___ Material

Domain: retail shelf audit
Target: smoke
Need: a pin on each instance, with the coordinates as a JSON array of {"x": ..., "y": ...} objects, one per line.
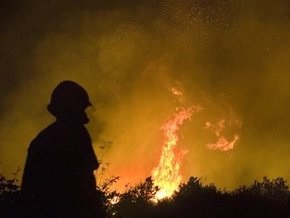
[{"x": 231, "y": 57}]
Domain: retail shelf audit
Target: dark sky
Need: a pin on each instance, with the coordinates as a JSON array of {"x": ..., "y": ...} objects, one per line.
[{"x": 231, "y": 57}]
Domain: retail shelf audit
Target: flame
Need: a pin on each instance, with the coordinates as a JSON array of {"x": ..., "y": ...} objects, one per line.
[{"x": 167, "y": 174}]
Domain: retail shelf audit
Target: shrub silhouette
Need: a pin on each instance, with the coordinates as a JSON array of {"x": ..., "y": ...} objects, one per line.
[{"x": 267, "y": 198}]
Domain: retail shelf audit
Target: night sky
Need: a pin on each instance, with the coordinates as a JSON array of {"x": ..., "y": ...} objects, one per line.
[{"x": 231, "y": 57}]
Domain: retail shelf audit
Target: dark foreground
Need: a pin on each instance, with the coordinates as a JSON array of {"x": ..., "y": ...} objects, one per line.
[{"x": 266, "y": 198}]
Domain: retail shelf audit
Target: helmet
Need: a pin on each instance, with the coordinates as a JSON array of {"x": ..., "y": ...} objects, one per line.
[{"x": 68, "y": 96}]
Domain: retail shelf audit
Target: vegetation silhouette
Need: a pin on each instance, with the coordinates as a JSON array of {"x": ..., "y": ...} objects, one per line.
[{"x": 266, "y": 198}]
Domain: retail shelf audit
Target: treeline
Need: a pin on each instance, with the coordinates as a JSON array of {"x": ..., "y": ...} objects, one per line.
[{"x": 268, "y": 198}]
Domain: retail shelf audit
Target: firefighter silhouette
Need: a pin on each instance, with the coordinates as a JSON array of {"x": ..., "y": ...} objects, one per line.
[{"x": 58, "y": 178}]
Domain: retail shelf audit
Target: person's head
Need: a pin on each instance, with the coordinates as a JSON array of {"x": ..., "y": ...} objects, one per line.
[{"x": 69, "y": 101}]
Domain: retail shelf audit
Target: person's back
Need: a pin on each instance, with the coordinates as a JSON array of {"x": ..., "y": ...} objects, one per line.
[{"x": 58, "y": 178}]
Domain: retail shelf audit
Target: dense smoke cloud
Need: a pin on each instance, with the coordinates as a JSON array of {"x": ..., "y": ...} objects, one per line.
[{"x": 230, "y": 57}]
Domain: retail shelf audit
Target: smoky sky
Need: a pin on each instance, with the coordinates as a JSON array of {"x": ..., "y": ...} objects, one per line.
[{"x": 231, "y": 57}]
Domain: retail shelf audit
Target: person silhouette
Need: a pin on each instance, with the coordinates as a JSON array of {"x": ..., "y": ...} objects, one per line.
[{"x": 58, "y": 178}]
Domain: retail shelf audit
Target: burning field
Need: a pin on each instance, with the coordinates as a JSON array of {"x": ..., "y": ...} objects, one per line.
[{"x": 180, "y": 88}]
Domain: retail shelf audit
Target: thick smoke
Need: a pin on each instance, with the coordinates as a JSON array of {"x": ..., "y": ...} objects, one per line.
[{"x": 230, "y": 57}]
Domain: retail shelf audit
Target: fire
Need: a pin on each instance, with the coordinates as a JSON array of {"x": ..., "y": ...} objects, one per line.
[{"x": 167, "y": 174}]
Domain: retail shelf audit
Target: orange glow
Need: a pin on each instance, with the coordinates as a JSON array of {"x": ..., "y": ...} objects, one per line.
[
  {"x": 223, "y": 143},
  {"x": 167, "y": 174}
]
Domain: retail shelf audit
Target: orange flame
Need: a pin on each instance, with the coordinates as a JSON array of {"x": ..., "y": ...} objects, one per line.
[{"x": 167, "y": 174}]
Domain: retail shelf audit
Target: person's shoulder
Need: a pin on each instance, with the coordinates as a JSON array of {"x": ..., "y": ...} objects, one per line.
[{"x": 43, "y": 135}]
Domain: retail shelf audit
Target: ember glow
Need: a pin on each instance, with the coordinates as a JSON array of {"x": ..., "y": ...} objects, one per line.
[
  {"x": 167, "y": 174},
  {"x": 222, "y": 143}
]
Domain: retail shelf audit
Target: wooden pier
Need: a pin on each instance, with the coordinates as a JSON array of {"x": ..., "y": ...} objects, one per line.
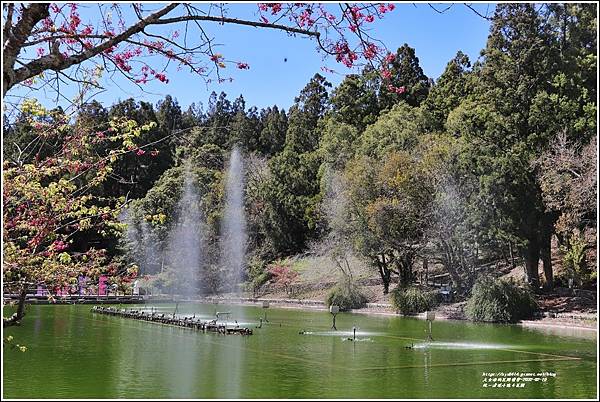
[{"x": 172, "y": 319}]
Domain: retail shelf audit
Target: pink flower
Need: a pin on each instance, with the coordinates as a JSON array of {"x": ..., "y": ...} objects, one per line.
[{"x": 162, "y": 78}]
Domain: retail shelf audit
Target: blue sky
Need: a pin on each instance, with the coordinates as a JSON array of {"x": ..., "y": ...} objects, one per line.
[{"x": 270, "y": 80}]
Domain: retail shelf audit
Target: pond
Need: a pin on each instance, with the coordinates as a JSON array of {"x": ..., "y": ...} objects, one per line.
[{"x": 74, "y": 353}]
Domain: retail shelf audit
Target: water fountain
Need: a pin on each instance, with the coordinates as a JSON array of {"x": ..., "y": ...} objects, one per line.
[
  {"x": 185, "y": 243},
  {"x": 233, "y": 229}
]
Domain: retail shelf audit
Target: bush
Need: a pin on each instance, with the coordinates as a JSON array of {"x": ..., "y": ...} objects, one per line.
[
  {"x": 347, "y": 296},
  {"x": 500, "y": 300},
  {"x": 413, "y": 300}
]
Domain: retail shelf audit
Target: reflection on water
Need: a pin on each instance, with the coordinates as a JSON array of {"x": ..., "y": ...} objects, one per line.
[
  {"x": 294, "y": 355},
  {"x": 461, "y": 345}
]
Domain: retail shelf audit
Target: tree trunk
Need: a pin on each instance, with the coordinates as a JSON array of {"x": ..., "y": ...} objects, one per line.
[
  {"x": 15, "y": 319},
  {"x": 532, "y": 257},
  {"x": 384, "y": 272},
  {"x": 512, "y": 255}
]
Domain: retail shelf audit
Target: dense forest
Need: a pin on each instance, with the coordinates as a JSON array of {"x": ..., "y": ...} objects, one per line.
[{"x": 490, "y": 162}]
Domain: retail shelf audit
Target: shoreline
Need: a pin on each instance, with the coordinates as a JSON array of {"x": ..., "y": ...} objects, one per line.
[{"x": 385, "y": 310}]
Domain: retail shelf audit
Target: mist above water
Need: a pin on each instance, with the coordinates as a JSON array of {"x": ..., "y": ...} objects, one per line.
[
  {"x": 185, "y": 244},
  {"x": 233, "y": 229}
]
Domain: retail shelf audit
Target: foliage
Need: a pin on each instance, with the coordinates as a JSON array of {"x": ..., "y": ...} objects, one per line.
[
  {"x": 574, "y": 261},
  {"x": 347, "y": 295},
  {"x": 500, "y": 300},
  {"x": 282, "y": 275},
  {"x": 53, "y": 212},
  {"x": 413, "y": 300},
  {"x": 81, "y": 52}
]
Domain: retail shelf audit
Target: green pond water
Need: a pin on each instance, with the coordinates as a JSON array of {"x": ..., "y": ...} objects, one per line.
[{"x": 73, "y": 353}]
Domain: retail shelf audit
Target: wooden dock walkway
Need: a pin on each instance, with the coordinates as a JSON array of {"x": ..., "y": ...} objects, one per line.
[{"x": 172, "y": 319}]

______

Stated task: Restate the records word for word, omitting images.

Full solution:
Domain: retail shelf audit
Target: smoke
Need: a pin on each instance, with the coordinates as a JSON array of {"x": ..., "y": ...} objects, one per line.
[{"x": 231, "y": 57}]
Domain: retail shelf audit
Target: dark sky
Need: a pin on each instance, with the coordinates as a JSON array of {"x": ..., "y": ...} objects, one per line.
[{"x": 231, "y": 57}]
Domain: retail shelf audit
Target: flame
Need: a pin on each instance, with the coordinates as a JSON array of {"x": ..., "y": ...} objects, one per line.
[{"x": 167, "y": 174}]
Domain: retail shelf audit
Target: shrub silhouette
Need: a pin on each instance, with the coordinates as a JSON array of {"x": ..., "y": ...} objects, one per line.
[{"x": 267, "y": 198}]
Domain: retail shelf audit
Target: night sky
Need: a pin on each instance, with the coordinates as a JSON array of {"x": ..., "y": ...} objects, one per line.
[{"x": 231, "y": 57}]
Domain: retail shelf audit
Target: dark foreground
Need: a pin on each instance, with the coordinates as a JSON array of {"x": ..., "y": ...} objects, one per line.
[{"x": 266, "y": 198}]
Domain: retail shelf audit
Target: helmet
Need: a pin on each instance, with the coordinates as a JSON array of {"x": ..., "y": ...} objects, one per line.
[{"x": 68, "y": 96}]
Domain: retail shelf audit
Target: vegetation silhouette
Need: a pin on each instance, with the coordinates as a JSON array of {"x": ..., "y": ...} objects, one per line.
[{"x": 266, "y": 198}]
Domain: retail shelf audit
Target: treeline
Need: a pin on each instance, with the coordinates as a JSON array of {"x": ..., "y": ...} objects, one per line.
[{"x": 268, "y": 198}]
Domain: retail shelf audit
Target: firefighter silhouette
Need: a pin on each instance, with the coordinates as a JSON array of {"x": ..., "y": ...} objects, one per line.
[{"x": 58, "y": 178}]
Domain: retail shelf audit
Target: person's head
Need: a pin on each instance, with the coordinates as a JSON array of {"x": ..., "y": ...} objects, one per line.
[{"x": 69, "y": 101}]
Domain: retail shelf audit
Target: person's back
Need: a pin on each instance, with the coordinates as a JSON array of {"x": ..., "y": ...} objects, one per line.
[{"x": 58, "y": 178}]
Domain: retail shelf audit
Target: dense smoke cloud
Need: a pin on each instance, with the coordinates as a JSON array of {"x": ..., "y": ...} objects, one per line.
[{"x": 230, "y": 57}]
Domain: retail shelf audit
Target: smoky sky
Need: a pin on each instance, with the coordinates as a JSON array of {"x": ..., "y": ...} objects, one per line.
[{"x": 231, "y": 57}]
Domain: retail shelf audit
Target: person silhouette
Need: a pin on each instance, with the coordinates as a JSON array of {"x": ..., "y": ...} objects, one per line.
[{"x": 58, "y": 178}]
Domain: retail shelf audit
Target: burning field
Need: a pin on each instance, with the coordinates as a JSON array of {"x": ..., "y": ...} objects, one per line.
[{"x": 180, "y": 88}]
Domain: retail shelf audit
Target: thick smoke
Need: a pin on each instance, with the coordinates as a JSON array of {"x": ..., "y": ...} objects, one per line.
[{"x": 230, "y": 57}]
Domain: retail shelf audit
Target: fire
Need: a pin on each instance, with the coordinates as a JSON array of {"x": ..., "y": ...} objects, one per line.
[{"x": 167, "y": 174}]
Domain: retail shelf audit
Target: orange glow
Need: a pin on each instance, with the coordinates as a JSON array of {"x": ..., "y": ...} objects, one per line.
[
  {"x": 223, "y": 143},
  {"x": 167, "y": 174}
]
Domain: retail shelf audit
Target: orange flame
Need: a pin on each instance, with the coordinates as a JSON array of {"x": ..., "y": ...} objects, one per line.
[{"x": 167, "y": 174}]
Domain: retail shelf audit
Target: person's shoulder
Need: a pin on each instance, with the coordinates as a JSON array of {"x": ..., "y": ...} objects, one per line.
[{"x": 43, "y": 135}]
Domain: retail shelf audit
Target: ember glow
Need: a pin on each instance, with the coordinates as a JSON array of {"x": ..., "y": ...} objects, one per line.
[
  {"x": 167, "y": 174},
  {"x": 222, "y": 143}
]
Domain: retail shelf audit
Target: wooden pier
Need: a pin on each instance, with the coordinates as a JSON array of {"x": ..., "y": ...} objects, one per line.
[{"x": 172, "y": 319}]
Domain: retail shelf audit
Target: pink flower
Need: a pin on each instance, with the coordinates as a JSON array of {"x": ..., "y": ...} objects, one per line.
[{"x": 162, "y": 78}]
Domain: retail shelf audit
Target: blue sky
Need: a pin on each instance, with the coordinates as a JSON array of {"x": ..., "y": ...} objects, one per line.
[{"x": 270, "y": 80}]
Domain: retail shelf audit
Target: pond
Need: a pin on each instance, with the coordinates as a JSON array of {"x": ..., "y": ...} objects, one per line.
[{"x": 74, "y": 353}]
Domain: retail shelf audit
Target: water fountain
Need: a pin on each instance, with the coordinates as a JSON array of {"x": ..., "y": ...} objects, one per line.
[
  {"x": 185, "y": 243},
  {"x": 233, "y": 229}
]
Domain: retail shelf audit
Target: bush
Need: a pin on each instance, with the coordinates as a JSON array of {"x": ..., "y": ...} objects, one per line.
[
  {"x": 347, "y": 296},
  {"x": 500, "y": 300},
  {"x": 413, "y": 300}
]
Domain: retail shelf audit
Target: reflection on water
Need: a pin on each instance, with the coordinates as a JSON array of {"x": ..., "y": ...} objects, one per line.
[
  {"x": 294, "y": 355},
  {"x": 461, "y": 345}
]
Domain: retail shelf audit
Target: tree trunk
Need: a pin on each instance, with the coordinates as a JSON array of {"x": ..., "y": ...} objects, one per line.
[
  {"x": 15, "y": 319},
  {"x": 532, "y": 257},
  {"x": 384, "y": 272},
  {"x": 512, "y": 255}
]
Domain: retail shelf audit
Target: dense forest
Need: a pin on each instance, with the coordinates as a JSON array of {"x": ..., "y": ...} objects, one per line.
[{"x": 490, "y": 162}]
Domain: retail shelf audit
Target: shoreline
Need: a pin on each instance, with the coordinates as a JSON array of {"x": ..., "y": ...} objects, one per line.
[{"x": 385, "y": 310}]
Domain: retail shelf audit
Target: mist above water
Need: a pin on each instance, with the coordinates as a JSON array of {"x": ..., "y": ...} objects, one per line.
[
  {"x": 185, "y": 244},
  {"x": 233, "y": 229}
]
Domain: retail shelf audit
Target: foliage
Need: a pin on each instance, with the coordinates as a JSON array of {"x": ..., "y": ...} objects, one per line.
[
  {"x": 574, "y": 261},
  {"x": 347, "y": 295},
  {"x": 500, "y": 300},
  {"x": 282, "y": 275},
  {"x": 53, "y": 212},
  {"x": 413, "y": 300},
  {"x": 81, "y": 52}
]
Domain: retail shelf audit
Target: green pond water
Need: a pin on each instance, with the coordinates as a JSON array of {"x": ..., "y": ...} objects, one per line.
[{"x": 73, "y": 353}]
Domain: retail shelf audit
Target: wooden dock walkway
Need: a pin on each instance, with the coordinates as a JSON array of {"x": ..., "y": ...} objects, one per line.
[{"x": 172, "y": 319}]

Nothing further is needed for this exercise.